**Text:**

┄┄┄┄┄┄

The Boy From Madrid

The Boy From Madrid
April 14, 2016 Chris Rowland

Liverpool in the Premier League Era: Part 14

By TTT Subscriber Anthony Stanley.

On 29th March 2015, during a charity game between a Steven Gerrard XI and a Jamie Carragher XI, there seemed to be an excising of something malignant and treacherous which Liverpool fans had carried in their hearts for four years.

It was a match were former heroes said goodbye, and as the likes of Xabi Alonso, Pepe Reina and Luis Suarez applauded a bouncing, if poignantly existential, Anfield, for one footballer the emotion threatened to overwhelm him. Fernando Torres, now a man of 31 – not the spritely and shining demigod of eight years previous – was visibly overcome as the Kop sang his name. It was a crystallising catharsis as El Nino had to compose himself as his name drifted from the stands in a chorus of stoic gratitude. Torres applauded and there was a look of something not far removed from shock in his eyes. Shock and thankfulness.

┄┄┄┄┄┄

**Data records:**
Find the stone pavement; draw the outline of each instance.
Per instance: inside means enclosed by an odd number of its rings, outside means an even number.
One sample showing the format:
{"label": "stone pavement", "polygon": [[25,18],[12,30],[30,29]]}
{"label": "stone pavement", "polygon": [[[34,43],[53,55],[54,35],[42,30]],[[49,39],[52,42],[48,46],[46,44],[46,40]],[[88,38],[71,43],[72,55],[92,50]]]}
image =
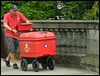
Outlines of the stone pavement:
{"label": "stone pavement", "polygon": [[39,65],[39,71],[34,72],[32,64],[28,65],[27,71],[22,71],[20,61],[17,63],[19,69],[13,69],[12,62],[10,64],[11,67],[6,67],[5,62],[1,60],[1,75],[99,75],[96,72],[60,66],[55,66],[54,70],[48,68],[44,70],[41,65]]}

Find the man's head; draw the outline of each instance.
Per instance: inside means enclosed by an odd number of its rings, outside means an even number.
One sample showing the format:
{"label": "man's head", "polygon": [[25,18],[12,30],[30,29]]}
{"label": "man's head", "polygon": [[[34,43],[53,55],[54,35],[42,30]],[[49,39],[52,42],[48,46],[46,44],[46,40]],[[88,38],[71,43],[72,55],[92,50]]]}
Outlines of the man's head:
{"label": "man's head", "polygon": [[11,7],[10,7],[11,14],[12,15],[16,15],[17,14],[17,10],[18,10],[17,6],[12,4]]}

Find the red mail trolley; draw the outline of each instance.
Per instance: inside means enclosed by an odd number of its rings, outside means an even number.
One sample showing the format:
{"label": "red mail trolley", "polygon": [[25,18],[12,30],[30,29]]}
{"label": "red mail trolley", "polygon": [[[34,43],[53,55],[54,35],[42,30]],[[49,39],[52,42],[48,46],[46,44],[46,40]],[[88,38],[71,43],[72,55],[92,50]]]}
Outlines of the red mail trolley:
{"label": "red mail trolley", "polygon": [[[27,25],[27,23],[25,25]],[[21,26],[25,28],[25,25],[20,25],[18,29],[23,31],[23,29],[21,30]],[[29,24],[29,27],[31,28],[32,26]],[[19,50],[22,57],[21,69],[26,71],[27,65],[32,63],[33,70],[38,72],[39,63],[41,63],[43,69],[48,67],[50,70],[53,70],[55,67],[54,56],[56,55],[55,39],[55,35],[49,31],[20,34]]]}

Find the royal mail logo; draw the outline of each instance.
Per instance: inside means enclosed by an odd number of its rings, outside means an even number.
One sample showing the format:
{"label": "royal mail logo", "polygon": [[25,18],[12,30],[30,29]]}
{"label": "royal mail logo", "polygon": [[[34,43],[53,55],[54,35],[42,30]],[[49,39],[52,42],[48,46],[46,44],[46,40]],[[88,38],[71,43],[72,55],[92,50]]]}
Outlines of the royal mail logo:
{"label": "royal mail logo", "polygon": [[30,50],[30,48],[28,48],[28,44],[25,44],[24,50],[25,50],[26,52],[28,52],[28,51]]}

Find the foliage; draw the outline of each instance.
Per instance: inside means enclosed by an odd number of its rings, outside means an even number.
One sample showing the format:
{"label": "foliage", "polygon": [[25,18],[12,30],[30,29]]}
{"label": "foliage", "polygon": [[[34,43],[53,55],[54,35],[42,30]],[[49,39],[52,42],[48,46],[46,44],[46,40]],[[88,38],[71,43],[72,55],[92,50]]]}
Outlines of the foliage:
{"label": "foliage", "polygon": [[[62,9],[54,8],[63,4]],[[64,20],[98,20],[98,1],[1,1],[1,19],[10,11],[11,4],[18,6],[29,20],[47,20],[56,16],[63,16]]]}

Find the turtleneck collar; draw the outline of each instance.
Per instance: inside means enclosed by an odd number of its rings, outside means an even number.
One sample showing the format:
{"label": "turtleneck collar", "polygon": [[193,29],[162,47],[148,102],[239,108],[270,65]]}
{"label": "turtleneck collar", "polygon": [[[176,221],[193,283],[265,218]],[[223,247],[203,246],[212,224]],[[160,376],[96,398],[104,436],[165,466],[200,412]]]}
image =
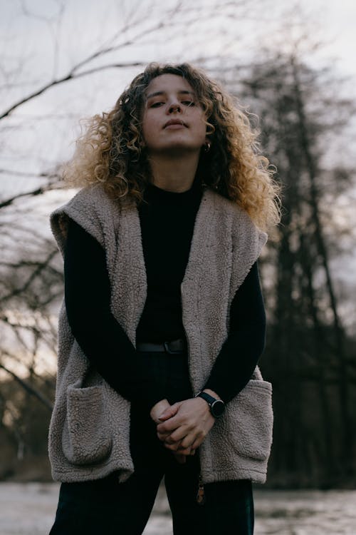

┄┄┄┄┄┄

**Your goal:** In the article, what was the date of the charity game between a Steven Gerrard XI and a Jamie Carragher XI? The records were taken from a different source than the article.

**Answer to the problem:** 29th March 2015